• Anirvan Nandy, PhD

    Assistant Professor, Department of Neuroscience, Yale University

    Research: “The impact of eye-movements on neural dynamics and cortical organization”

    Research

    “The impact of eye-movements on neural dynamics and cortical organization”

    Dr. Nandy has a broad background in signal processing, psychophysics and computational modeling from pre-doctoral and doctoral work. His doctoral research resulted in the first comprehensive model of visual crowding, a ubiquitous phenomenon in peripheral vision that severely degrades our ability to identify objects in clutter. Crowding is especially detrimental in patients with central vision loss. He also demonstrated that the oculomotor system has a remarkable ability to rapidly and persistently adapt to simulated central vision loss in normally sighted human subjects. During his post-doctoral training at the Salk Institute, he employed advanced electrophysiological and optogenetic techniques in the alert non-human primate to investigate the neuronal mechanisms of shape processing and attention in the visual cortex. His research has uncovered the detailed spatio-temporal structure of shape processing in neurons in visual area V4, a critical area for both shape processing and attention. His results force him to reconsider the established notion that neuronal invariance increases as one traverses the cortical hierarchy. He has investigated the causal role of low-frequency correlated variability in neural activity on attentive behavior. Further, he has uncovered the cortical layer-specific organization of attentional modulation in the visual cortex. Together, these studies promise to significantly advance our current understanding of the cortical circuits of attention.

● ● ● ● ●

Requirement 1: According to the profile, where did Dr. Nandy complete his post-doctoral training?
Requirement 2: Name every field in which the profile says Dr. Nandy has a broad background from his pre-doctoral and doctoral work.
The items that come next have no connection to the profile.

Saved entries:

● ● ● ● ●

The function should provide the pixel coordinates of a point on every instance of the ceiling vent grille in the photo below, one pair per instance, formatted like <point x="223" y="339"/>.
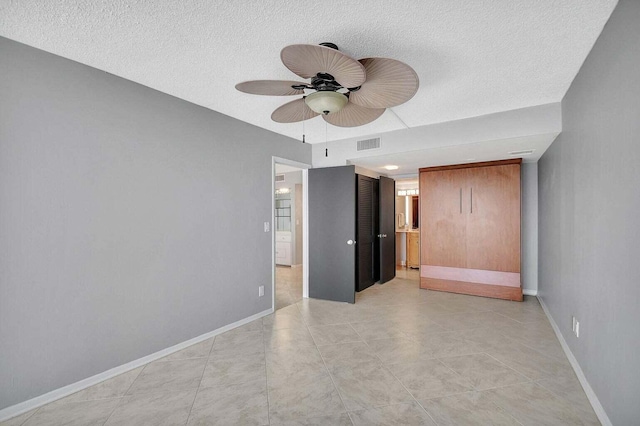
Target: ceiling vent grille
<point x="368" y="144"/>
<point x="524" y="152"/>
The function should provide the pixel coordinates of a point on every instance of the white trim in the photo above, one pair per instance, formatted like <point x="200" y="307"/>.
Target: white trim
<point x="591" y="395"/>
<point x="54" y="395"/>
<point x="305" y="234"/>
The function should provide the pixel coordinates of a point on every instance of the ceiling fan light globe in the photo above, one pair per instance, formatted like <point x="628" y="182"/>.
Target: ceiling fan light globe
<point x="326" y="102"/>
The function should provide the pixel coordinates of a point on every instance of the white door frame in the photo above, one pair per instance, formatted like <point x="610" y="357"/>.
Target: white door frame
<point x="305" y="225"/>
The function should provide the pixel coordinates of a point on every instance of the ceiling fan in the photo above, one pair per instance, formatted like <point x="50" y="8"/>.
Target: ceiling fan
<point x="345" y="91"/>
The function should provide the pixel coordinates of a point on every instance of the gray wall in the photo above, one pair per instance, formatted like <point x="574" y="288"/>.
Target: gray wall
<point x="589" y="183"/>
<point x="130" y="220"/>
<point x="529" y="230"/>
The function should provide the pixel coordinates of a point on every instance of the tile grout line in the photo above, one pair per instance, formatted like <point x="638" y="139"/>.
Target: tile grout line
<point x="266" y="374"/>
<point x="413" y="397"/>
<point x="325" y="365"/>
<point x="124" y="394"/>
<point x="200" y="383"/>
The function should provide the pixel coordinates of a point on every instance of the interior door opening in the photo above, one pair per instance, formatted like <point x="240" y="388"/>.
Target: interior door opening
<point x="407" y="228"/>
<point x="288" y="228"/>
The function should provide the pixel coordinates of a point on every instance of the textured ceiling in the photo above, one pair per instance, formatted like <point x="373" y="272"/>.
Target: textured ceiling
<point x="472" y="57"/>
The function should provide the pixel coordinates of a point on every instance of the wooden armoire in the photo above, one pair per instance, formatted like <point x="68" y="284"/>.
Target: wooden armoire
<point x="470" y="229"/>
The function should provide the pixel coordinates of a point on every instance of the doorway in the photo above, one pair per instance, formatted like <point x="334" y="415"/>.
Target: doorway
<point x="407" y="227"/>
<point x="289" y="233"/>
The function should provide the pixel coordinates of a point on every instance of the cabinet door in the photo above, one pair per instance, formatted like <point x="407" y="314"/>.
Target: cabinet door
<point x="493" y="218"/>
<point x="442" y="222"/>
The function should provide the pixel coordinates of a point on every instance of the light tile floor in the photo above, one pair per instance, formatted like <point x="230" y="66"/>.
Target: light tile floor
<point x="399" y="356"/>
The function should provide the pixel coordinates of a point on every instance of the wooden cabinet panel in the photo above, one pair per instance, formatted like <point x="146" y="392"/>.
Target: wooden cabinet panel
<point x="470" y="229"/>
<point x="493" y="218"/>
<point x="442" y="222"/>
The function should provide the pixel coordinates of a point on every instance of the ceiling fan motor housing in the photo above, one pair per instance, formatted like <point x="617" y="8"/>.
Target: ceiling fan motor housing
<point x="326" y="101"/>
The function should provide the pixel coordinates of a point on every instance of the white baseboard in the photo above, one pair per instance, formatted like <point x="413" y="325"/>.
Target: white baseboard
<point x="23" y="407"/>
<point x="591" y="395"/>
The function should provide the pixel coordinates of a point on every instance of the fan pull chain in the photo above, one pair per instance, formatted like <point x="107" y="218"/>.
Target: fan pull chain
<point x="326" y="141"/>
<point x="303" y="118"/>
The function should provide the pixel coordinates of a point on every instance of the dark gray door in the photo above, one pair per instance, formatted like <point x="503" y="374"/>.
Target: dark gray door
<point x="387" y="229"/>
<point x="367" y="252"/>
<point x="332" y="233"/>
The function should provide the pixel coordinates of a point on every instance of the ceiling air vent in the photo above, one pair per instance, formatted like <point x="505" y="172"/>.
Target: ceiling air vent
<point x="369" y="144"/>
<point x="519" y="153"/>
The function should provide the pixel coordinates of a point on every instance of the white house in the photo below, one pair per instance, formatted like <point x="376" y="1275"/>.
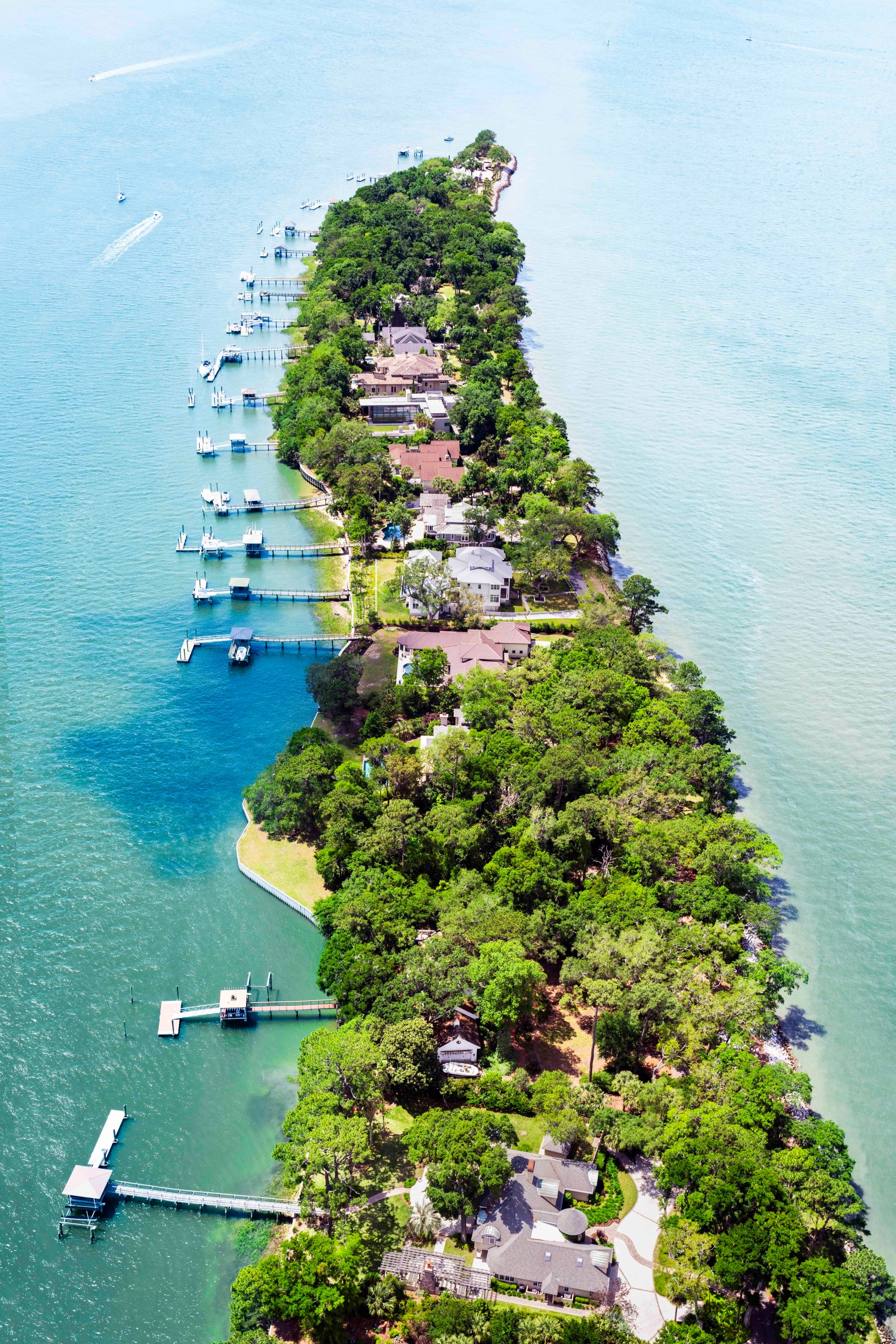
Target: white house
<point x="482" y="573"/>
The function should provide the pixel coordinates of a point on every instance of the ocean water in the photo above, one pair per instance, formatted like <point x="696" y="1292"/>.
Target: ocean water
<point x="710" y="252"/>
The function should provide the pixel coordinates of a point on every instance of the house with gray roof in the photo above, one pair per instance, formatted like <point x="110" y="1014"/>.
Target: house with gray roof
<point x="531" y="1241"/>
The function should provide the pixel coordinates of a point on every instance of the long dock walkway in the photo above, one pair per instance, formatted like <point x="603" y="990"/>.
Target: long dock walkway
<point x="205" y="1199"/>
<point x="248" y="594"/>
<point x="293" y="551"/>
<point x="172" y="1011"/>
<point x="269" y="507"/>
<point x="263" y="640"/>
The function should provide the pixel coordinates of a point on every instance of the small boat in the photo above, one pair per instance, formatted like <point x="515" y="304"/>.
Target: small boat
<point x="205" y="365"/>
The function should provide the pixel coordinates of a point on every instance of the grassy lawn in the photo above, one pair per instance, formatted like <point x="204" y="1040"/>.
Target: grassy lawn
<point x="288" y="865"/>
<point x="392" y="1167"/>
<point x="458" y="1248"/>
<point x="530" y="1131"/>
<point x="389" y="608"/>
<point x="398" y="1120"/>
<point x="630" y="1193"/>
<point x="598" y="581"/>
<point x="381" y="664"/>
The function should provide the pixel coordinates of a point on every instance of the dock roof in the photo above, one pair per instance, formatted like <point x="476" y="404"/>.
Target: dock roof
<point x="88" y="1183"/>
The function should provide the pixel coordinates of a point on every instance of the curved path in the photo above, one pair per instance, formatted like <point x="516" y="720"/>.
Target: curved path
<point x="634" y="1244"/>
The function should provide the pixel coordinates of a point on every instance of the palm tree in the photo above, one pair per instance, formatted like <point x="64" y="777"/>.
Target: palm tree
<point x="383" y="1299"/>
<point x="424" y="1225"/>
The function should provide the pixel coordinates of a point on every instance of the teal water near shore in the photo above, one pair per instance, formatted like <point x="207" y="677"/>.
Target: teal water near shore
<point x="710" y="244"/>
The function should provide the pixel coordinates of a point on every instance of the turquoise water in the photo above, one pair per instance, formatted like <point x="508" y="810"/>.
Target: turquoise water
<point x="708" y="229"/>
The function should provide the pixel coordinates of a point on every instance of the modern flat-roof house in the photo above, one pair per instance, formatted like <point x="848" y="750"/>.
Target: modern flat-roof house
<point x="458" y="1038"/>
<point x="531" y="1241"/>
<point x="504" y="643"/>
<point x="400" y="412"/>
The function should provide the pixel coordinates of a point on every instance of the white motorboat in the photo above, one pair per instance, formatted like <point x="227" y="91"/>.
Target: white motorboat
<point x="461" y="1070"/>
<point x="205" y="365"/>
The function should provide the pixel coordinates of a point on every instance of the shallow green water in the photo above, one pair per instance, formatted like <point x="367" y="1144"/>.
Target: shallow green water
<point x="708" y="226"/>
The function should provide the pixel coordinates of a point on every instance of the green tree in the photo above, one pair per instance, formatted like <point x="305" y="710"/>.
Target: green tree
<point x="870" y="1272"/>
<point x="431" y="584"/>
<point x="465" y="1158"/>
<point x="429" y="667"/>
<point x="825" y="1305"/>
<point x="312" y="1280"/>
<point x="640" y="596"/>
<point x="505" y="982"/>
<point x="409" y="1055"/>
<point x="335" y="685"/>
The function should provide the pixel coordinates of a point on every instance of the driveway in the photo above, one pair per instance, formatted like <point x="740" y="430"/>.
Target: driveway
<point x="634" y="1244"/>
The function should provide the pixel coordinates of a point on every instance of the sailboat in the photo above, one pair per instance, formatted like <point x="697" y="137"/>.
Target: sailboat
<point x="205" y="365"/>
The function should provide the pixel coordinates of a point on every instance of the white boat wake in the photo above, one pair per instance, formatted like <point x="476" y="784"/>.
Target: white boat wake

● ● ● ● ●

Result 1: The Salk Institute

Result 2: Signal processing, psychophysics, and computational modeling